### Task objective
Copy out all of the data exactly as it appears.

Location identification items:
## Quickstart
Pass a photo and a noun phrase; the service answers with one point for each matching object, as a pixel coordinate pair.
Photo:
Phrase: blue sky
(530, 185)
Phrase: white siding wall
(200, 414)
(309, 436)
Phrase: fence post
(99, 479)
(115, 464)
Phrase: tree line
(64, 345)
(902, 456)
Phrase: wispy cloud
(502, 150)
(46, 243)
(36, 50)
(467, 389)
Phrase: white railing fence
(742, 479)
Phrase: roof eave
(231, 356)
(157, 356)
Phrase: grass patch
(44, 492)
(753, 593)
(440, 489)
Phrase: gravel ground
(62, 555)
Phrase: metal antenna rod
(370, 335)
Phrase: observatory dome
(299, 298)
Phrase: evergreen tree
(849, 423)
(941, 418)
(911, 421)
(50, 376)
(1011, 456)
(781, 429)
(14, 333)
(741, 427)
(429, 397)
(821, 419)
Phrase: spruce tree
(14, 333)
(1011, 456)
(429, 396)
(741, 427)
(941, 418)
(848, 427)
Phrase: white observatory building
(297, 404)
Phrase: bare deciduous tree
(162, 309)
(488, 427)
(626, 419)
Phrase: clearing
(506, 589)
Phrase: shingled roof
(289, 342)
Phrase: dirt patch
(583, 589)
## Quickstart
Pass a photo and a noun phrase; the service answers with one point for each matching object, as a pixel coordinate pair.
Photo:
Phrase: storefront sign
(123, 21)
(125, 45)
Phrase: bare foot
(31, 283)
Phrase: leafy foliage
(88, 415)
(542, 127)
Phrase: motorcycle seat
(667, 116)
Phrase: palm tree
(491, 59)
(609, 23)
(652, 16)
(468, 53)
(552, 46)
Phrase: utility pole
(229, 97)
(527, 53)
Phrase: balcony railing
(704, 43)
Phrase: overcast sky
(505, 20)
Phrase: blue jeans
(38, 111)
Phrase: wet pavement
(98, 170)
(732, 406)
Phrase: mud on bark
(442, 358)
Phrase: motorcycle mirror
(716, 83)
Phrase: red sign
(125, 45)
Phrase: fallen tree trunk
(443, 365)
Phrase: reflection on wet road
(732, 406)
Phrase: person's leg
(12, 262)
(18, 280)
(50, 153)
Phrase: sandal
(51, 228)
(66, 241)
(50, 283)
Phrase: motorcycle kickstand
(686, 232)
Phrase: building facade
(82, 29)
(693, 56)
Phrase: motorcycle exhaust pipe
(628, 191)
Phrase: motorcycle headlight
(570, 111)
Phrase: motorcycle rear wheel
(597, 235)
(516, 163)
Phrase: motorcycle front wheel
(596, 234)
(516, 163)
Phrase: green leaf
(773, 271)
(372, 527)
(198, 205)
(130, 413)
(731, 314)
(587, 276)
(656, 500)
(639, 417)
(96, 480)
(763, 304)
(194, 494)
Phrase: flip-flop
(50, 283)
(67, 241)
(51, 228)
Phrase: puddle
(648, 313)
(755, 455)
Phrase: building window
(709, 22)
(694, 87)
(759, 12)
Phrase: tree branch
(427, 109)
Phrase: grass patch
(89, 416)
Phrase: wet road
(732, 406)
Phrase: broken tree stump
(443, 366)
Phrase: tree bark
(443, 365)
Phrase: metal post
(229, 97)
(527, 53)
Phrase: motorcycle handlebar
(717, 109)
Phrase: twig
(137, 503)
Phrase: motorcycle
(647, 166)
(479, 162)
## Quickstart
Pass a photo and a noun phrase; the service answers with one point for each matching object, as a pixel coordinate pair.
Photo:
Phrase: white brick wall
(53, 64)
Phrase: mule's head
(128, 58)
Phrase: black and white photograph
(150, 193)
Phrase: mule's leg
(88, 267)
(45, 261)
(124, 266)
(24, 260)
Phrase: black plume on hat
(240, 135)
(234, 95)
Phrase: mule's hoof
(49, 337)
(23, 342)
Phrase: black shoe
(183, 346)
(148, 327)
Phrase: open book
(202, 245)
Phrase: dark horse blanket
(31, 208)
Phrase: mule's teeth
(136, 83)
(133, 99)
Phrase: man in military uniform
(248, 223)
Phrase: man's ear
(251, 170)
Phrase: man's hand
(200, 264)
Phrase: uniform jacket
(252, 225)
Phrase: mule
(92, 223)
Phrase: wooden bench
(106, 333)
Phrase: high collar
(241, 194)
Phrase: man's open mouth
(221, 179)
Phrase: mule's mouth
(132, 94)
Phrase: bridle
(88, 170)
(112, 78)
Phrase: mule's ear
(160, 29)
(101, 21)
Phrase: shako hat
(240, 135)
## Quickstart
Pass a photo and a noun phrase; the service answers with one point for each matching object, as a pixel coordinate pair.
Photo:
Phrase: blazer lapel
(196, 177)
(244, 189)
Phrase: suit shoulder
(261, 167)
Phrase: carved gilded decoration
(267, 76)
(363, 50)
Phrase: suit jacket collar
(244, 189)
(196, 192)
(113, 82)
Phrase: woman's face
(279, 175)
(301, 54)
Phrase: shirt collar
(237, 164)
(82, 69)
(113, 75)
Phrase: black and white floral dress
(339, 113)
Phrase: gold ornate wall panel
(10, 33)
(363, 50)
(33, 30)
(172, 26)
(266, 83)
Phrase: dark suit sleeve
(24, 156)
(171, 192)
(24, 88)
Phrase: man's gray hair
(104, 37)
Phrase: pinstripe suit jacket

### Answer to this problem
## Quickstart
Pass a photo and a noun phrase; the service answers with one point for each matching object, as a pixel coordinate pair.
Photo:
Phrase: blue sky
(530, 185)
Phrase: white siding wall
(200, 414)
(309, 436)
Phrase: fence post
(99, 479)
(115, 464)
Phrase: tree line
(64, 345)
(902, 456)
Phrase: wispy cloud
(502, 150)
(46, 243)
(36, 50)
(467, 389)
Phrase: white railing fence
(742, 479)
Phrase: roof eave
(231, 356)
(157, 356)
Phrase: grass patch
(44, 492)
(753, 593)
(440, 489)
Phrase: gravel ground
(62, 555)
Phrase: metal antenna rod
(370, 335)
Phrase: observatory dome
(299, 298)
Phrase: evergreen tree
(849, 423)
(941, 418)
(911, 421)
(50, 376)
(1011, 456)
(781, 429)
(14, 333)
(741, 427)
(429, 397)
(821, 419)
Phrase: spruce tree
(14, 333)
(1011, 456)
(429, 396)
(741, 427)
(941, 418)
(848, 427)
Phrase: white observatory building
(297, 404)
Phrase: bare deciduous tree
(162, 309)
(488, 427)
(626, 419)
Phrase: clearing
(506, 589)
Phrase: shingled roof
(289, 342)
Phrase: dirt patch
(583, 589)
## Quickstart
Pass a photo and a noun phrase; the service answers with one point for each matching object, as a pixel coordinate pair.
Photo:
Phrase: storefront sign
(123, 21)
(125, 45)
Phrase: bare foot
(31, 283)
Phrase: leafy foliage
(88, 415)
(542, 127)
Phrase: motorcycle seat
(667, 116)
Phrase: palm tree
(491, 59)
(609, 23)
(652, 16)
(468, 53)
(552, 46)
Phrase: utility pole
(229, 97)
(527, 53)
Phrase: balcony railing
(704, 43)
Phrase: overcast sky
(505, 20)
Phrase: blue jeans
(38, 111)
Phrase: wet pavement
(98, 170)
(732, 406)
Phrase: mud on bark
(442, 358)
Phrase: motorcycle mirror
(716, 83)
Phrase: red sign
(125, 45)
Phrase: fallen tree trunk
(443, 365)
Phrase: reflection on wet road
(732, 406)
Phrase: person's leg
(12, 262)
(18, 280)
(50, 153)
Phrase: sandal
(51, 228)
(66, 241)
(50, 283)
Phrase: motorcycle kickstand
(686, 232)
Phrase: building facade
(82, 29)
(693, 56)
Phrase: motorcycle exhaust pipe
(628, 191)
Phrase: motorcycle headlight
(570, 111)
Phrase: motorcycle rear wheel
(597, 235)
(516, 163)
Phrase: motorcycle front wheel
(596, 234)
(516, 163)
Phrase: green leaf
(773, 271)
(372, 527)
(198, 205)
(130, 413)
(731, 314)
(587, 276)
(656, 500)
(639, 417)
(96, 480)
(763, 304)
(194, 494)
Phrase: flip-flop
(50, 283)
(67, 241)
(51, 228)
Phrase: puddle
(648, 313)
(755, 455)
Phrase: building window
(709, 22)
(694, 87)
(759, 12)
Phrase: tree branch
(427, 109)
Phrase: grass patch
(89, 416)
Phrase: wet road
(732, 406)
Phrase: broken tree stump
(443, 366)
Phrase: tree bark
(443, 365)
Phrase: metal post
(229, 97)
(527, 53)
Phrase: motorcycle handlebar
(717, 109)
Phrase: twig
(137, 503)
Phrase: motorcycle
(647, 166)
(479, 162)
## Quickstart
Pass a photo and a noun phrase; the service answers with one point for each matching object, as a pixel coordinate pair.
Photo:
Phrase: white brick wall
(53, 64)
Phrase: mule's head
(128, 58)
Phrase: black and white photograph
(150, 193)
Phrase: mule's leg
(88, 267)
(45, 261)
(124, 266)
(24, 260)
Phrase: black plume on hat
(240, 135)
(234, 95)
Phrase: mule's hoof
(49, 337)
(23, 342)
Phrase: black shoe
(183, 346)
(148, 327)
Phrase: open book
(202, 245)
Phrase: dark horse blanket
(31, 208)
Phrase: mule's teeth
(136, 83)
(133, 99)
Phrase: man in military uniform
(248, 223)
Phrase: man's ear
(251, 170)
Phrase: man's hand
(200, 264)
Phrase: uniform jacket
(252, 225)
Phrase: mule
(92, 223)
Phrase: wooden bench
(106, 333)
Phrase: high collar
(241, 194)
Phrase: man's open mouth
(221, 179)
Phrase: mule's mouth
(132, 94)
Phrase: bridle
(88, 170)
(112, 78)
Phrase: mule's ear
(160, 29)
(101, 21)
Phrase: shako hat
(240, 135)
## Quickstart
Pass a photo and a noun phrase; the service answers with one point for each matching object, as a pixel coordinate pair.
Photo:
Phrase: blazer lapel
(196, 177)
(244, 189)
Phrase: suit shoulder
(261, 167)
Phrase: carved gilded decoration
(267, 76)
(363, 50)
Phrase: suit jacket collar
(244, 189)
(196, 192)
(113, 82)
Phrase: woman's face
(279, 175)
(301, 54)
Phrase: shirt collar
(237, 164)
(82, 69)
(113, 75)
Phrase: black and white floral dress
(339, 113)
Phrase: gold ornate wall panel
(10, 33)
(363, 50)
(33, 30)
(172, 26)
(266, 83)
Phrase: dark suit sleeve
(24, 156)
(171, 192)
(24, 88)
Phrase: man's gray hair
(104, 37)
Phrase: pinstripe suit jacket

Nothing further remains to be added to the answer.